### Document section ###
Photo: CSP
CRISPR innovator is now free.
RELEASED FROM JAIL
The controversial Chinese biophysicist who created the “world’s first gene-edited children” has recently been set free after three years in a Chinese prison, it has been reported.

In 2018, He Jiankui announced a stunning claim that he has altered the genetic makeup of IVF embryos and implanted them into a woman’s uterus, leading to the birth of twin girls.
A third child was born the following year.
Following international condemnation of the experiment, He was placed under home arrest and then detained.
In December 2019, he was convicted by a Chinese court, which said the researcher had “deliberately violated” medical regulations and had “rashly applied gene editing-technology to human assisted reproductive medicine.”

The researcher spent around three years in China’s prison system, including a period spent in detention as he awaited trial, but is now back on the streets of China.
Their parents agreed to join the experiment because the fathers of all the children had HIV and would otherwise not have had access to IVF under Chinese rules.
He’s team from the Southern University of Science and Technology in Shenzhen made use of CRISPR, the versatile genetic engineering tool, to alter the girls’ DNA so that they would be resistant to infection by HIV.
Before his world collapsed around him, He believed he’d created a new way to “control the HIV epidemic” that would be considered for a Nobel Prize.
The research conducted was known as the “CRISPR Baby Project”.
CRISPR BABY PROJECT
The existence of the CRISPR baby project was uncovered by MIT Technology Review on the eve of an international genome-editing summit in Hong Kong, held in November 2018.
Following THE report, He immediately posted several videos on YouTube announcing the birth of the fraternal twins, who he called Lula and Nana.
The experiment was met with fierce criticism around the world and inside China. Scientists said the use of genome editing served little medical purpose and could have introduced errors into the girls’ genomes.
###
**Exercises:**
**1)** List every phrase that the article about He Jiankui's release puts inside quotation marks.
**2)** Please write the next part of the article about He Jiankui's release, starting after its last sentence.
### Entries shown ###
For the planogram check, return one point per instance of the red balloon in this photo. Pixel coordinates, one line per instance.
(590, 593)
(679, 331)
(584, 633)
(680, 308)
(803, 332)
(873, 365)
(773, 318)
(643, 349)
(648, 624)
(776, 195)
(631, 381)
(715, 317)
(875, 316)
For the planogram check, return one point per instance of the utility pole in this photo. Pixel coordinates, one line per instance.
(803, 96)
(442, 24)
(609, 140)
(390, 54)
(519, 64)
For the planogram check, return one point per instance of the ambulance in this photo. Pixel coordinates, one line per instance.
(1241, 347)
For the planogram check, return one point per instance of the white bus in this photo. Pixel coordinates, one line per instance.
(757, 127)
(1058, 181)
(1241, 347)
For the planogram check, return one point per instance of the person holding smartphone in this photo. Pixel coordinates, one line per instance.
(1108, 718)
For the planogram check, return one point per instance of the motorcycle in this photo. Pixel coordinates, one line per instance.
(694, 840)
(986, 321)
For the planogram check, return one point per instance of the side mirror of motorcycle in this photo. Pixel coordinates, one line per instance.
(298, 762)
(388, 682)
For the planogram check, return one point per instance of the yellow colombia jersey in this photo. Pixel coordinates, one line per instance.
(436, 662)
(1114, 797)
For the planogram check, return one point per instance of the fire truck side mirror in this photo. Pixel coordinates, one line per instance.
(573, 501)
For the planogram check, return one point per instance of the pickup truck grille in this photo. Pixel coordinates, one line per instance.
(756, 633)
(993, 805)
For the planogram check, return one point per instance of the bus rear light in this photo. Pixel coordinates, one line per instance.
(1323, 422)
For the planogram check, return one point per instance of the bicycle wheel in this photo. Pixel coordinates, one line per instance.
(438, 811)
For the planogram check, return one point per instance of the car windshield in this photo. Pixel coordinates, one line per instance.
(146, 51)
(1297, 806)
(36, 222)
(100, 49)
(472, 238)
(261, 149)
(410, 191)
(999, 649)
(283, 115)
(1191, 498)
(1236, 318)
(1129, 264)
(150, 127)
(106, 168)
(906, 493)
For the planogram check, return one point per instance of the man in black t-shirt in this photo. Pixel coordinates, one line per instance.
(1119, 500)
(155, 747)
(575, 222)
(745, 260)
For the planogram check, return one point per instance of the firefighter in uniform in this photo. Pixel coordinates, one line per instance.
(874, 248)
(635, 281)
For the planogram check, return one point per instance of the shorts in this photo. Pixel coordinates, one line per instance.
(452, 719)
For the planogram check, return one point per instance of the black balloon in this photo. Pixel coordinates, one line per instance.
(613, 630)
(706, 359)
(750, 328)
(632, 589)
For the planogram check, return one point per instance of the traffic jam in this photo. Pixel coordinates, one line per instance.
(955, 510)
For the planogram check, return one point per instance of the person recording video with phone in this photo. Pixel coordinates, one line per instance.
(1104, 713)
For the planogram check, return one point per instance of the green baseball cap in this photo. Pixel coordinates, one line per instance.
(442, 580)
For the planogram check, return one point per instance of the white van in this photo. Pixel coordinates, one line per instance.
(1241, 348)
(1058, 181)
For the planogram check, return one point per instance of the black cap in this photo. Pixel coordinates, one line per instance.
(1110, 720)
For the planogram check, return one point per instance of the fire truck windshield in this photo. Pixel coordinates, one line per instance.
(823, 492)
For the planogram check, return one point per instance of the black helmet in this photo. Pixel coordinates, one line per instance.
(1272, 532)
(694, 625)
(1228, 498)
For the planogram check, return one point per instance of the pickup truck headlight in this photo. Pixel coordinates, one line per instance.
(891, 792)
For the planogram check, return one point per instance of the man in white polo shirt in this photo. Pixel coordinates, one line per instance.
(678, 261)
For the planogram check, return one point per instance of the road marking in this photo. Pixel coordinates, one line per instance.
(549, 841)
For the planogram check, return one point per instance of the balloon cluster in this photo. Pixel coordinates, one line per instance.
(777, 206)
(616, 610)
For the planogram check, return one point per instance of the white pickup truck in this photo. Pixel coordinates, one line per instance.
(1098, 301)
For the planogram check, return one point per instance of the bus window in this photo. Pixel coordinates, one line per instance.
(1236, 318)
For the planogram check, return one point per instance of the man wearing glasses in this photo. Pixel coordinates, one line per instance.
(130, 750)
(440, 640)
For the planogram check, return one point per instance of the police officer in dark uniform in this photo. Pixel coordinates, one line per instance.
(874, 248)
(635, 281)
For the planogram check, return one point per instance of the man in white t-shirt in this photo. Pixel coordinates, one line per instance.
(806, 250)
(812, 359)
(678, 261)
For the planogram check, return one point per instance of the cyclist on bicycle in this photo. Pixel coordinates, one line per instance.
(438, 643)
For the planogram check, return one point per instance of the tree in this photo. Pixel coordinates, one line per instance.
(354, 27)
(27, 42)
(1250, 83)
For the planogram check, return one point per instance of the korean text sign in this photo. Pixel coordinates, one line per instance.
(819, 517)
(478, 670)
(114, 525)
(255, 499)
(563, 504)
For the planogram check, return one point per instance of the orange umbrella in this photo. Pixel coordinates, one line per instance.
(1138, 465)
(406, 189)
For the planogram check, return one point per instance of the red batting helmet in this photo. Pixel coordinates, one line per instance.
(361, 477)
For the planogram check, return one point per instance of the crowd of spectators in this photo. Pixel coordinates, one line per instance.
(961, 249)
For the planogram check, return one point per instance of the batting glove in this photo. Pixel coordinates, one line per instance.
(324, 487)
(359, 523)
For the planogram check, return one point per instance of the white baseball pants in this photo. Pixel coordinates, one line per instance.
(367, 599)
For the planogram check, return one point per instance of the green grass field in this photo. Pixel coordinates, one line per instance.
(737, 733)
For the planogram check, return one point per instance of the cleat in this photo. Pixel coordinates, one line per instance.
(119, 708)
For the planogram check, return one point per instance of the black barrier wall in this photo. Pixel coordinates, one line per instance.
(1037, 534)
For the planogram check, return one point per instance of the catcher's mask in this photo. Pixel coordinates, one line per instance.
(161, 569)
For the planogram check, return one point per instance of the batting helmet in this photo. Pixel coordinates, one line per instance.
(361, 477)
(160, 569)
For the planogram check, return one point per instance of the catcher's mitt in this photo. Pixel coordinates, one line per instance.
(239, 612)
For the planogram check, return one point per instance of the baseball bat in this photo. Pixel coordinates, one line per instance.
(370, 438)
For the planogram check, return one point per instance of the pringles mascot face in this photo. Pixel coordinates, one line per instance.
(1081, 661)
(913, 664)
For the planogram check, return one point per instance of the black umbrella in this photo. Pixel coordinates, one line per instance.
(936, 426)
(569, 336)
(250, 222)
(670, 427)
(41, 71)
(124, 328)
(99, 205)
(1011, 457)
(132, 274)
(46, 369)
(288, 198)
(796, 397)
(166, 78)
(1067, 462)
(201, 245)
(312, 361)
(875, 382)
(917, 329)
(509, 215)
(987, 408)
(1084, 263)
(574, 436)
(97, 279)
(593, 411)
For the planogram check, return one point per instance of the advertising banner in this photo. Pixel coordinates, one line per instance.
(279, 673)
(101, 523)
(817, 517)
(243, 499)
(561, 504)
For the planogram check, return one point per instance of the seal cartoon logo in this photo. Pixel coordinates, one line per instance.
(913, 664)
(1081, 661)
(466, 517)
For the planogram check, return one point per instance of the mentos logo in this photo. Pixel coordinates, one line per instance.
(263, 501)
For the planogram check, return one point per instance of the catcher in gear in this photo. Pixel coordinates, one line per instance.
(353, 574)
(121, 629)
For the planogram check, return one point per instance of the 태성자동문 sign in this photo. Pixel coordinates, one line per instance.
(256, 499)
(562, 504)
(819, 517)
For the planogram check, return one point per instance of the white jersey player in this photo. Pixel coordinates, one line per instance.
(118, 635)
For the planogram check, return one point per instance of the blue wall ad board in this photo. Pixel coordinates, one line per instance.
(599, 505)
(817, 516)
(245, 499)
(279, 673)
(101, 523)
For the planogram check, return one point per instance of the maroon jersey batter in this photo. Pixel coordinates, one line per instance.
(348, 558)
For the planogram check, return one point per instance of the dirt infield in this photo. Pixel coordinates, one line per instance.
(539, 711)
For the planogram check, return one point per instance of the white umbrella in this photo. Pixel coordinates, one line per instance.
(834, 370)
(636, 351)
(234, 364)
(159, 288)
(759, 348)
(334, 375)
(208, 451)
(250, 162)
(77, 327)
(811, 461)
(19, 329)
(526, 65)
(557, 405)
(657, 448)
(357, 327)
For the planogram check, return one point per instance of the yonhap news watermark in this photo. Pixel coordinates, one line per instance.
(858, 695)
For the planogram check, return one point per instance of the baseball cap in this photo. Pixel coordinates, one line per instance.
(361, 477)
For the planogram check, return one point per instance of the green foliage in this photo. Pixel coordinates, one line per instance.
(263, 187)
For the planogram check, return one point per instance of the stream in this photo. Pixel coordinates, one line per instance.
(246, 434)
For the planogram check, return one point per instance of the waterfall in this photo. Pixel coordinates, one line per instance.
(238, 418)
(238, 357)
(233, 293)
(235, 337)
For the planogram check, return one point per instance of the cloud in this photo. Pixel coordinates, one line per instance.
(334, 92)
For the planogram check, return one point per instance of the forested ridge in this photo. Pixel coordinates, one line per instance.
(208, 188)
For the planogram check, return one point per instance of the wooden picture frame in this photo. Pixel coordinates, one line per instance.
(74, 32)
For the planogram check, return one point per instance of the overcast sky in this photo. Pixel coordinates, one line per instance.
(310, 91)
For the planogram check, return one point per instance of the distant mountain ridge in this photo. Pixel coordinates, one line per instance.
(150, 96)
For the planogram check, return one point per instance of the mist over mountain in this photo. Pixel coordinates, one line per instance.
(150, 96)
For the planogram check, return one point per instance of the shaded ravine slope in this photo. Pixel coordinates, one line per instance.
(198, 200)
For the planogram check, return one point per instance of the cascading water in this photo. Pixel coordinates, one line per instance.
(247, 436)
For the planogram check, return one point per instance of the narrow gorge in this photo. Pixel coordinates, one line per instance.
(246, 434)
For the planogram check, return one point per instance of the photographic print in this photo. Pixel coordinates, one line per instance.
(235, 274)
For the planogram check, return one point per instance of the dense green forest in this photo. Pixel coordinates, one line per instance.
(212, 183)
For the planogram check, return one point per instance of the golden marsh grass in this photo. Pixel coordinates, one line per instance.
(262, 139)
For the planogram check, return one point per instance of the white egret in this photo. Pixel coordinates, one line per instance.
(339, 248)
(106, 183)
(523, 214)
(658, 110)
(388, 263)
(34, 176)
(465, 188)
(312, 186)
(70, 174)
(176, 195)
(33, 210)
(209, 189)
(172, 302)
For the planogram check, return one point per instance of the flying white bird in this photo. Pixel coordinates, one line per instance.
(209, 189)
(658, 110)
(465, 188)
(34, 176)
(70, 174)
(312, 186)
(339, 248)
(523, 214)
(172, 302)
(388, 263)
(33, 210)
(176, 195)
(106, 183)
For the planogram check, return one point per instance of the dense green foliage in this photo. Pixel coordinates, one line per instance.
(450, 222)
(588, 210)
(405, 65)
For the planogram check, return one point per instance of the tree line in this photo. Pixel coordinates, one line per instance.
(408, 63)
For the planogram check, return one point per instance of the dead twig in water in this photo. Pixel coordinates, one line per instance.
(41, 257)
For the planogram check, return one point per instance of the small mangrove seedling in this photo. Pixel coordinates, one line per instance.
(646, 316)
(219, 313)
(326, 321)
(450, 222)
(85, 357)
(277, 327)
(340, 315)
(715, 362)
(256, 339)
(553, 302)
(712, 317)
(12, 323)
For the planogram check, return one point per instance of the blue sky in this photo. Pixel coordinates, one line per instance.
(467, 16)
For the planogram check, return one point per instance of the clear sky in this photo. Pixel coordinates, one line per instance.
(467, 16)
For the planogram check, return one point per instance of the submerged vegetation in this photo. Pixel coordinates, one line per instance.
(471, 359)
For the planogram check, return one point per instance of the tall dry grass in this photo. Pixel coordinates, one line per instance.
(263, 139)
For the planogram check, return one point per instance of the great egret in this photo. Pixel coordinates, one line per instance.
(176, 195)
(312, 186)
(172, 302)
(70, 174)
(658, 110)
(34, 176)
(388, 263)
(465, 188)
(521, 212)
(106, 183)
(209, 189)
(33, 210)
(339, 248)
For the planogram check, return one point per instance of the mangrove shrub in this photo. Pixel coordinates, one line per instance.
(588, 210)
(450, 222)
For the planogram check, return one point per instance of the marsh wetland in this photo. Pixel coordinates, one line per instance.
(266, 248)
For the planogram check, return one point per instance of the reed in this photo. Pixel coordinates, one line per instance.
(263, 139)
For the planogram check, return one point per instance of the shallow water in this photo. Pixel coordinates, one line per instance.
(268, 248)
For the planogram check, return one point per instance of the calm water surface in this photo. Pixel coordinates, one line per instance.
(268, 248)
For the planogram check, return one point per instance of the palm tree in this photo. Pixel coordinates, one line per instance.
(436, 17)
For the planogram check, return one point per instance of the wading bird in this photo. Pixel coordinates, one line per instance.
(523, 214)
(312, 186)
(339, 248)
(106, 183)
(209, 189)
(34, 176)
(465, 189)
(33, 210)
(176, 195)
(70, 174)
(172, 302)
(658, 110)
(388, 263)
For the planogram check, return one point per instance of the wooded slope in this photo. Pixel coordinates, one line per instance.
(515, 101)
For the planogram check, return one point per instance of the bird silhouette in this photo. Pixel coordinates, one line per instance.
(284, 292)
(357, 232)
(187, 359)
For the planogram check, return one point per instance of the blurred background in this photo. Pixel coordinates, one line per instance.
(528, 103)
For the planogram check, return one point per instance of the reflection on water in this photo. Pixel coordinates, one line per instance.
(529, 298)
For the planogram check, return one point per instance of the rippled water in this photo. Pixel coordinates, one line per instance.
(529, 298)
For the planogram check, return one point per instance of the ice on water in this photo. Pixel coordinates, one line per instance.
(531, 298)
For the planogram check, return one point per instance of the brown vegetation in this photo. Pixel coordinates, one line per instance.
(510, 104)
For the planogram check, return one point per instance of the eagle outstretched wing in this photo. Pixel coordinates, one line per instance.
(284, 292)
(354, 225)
###
**Task responses:**
**1)**
“world’s first gene-edited children”
“deliberately violated”
“rashly applied gene editing-technology to human assisted reproductive medicine.”
“control the HIV epidemic”
“CRISPR Baby Project”

**2)**
He’s description of the experiments was never published by any scientific journal.
MIT Technology Review later obtained draft copies of his paper, which one expert said was riddled with “egregious scientific and ethical lapses.”

While responsibility for the experiment fell on He and other Chinese team members, many other scientists knew of the project and encouraged it.
These include Michael Deem, a former professor at Rice University who participated in the experiment, and John Zhang, head of a large IVF clinic in New York who had plans to commercialize the technology.
It’s unclear whether He has plans to return to scientific research in China or another country.
However, things seem to be rumbling.
In February, according to a news report in Nature, two senior Chinese bioethicists called on China’s government to create a research program to oversee the health of the CRISPR children.
They classified the children as a “vulnerable group” and called for genetic analyses to determine whether their bodies contain genetic errors they could pass to future generations.

What does this tell you about the potential return and continuation of projects such as these?
A Brave New World, literally, pushes forward once more.
And what about the rest of the world?
Gene-editing techniques, such as CRISP, have been de-regulated in Australia since December 2019.
Could this type of push soon begin to ramp up on our shores in the near future?